• [MATERIAL FOR THE TASK]
--------

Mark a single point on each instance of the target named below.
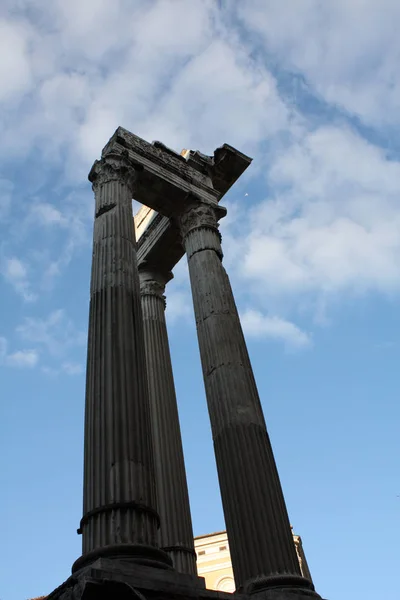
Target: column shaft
(119, 515)
(176, 534)
(257, 523)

--------

• [ASSIGNMENT]
Would you give the material back exactly, minus the pictures?

• [SOLUTION]
Mark a single point on each instance of the target named below.
Target: column shaft
(119, 515)
(176, 534)
(257, 523)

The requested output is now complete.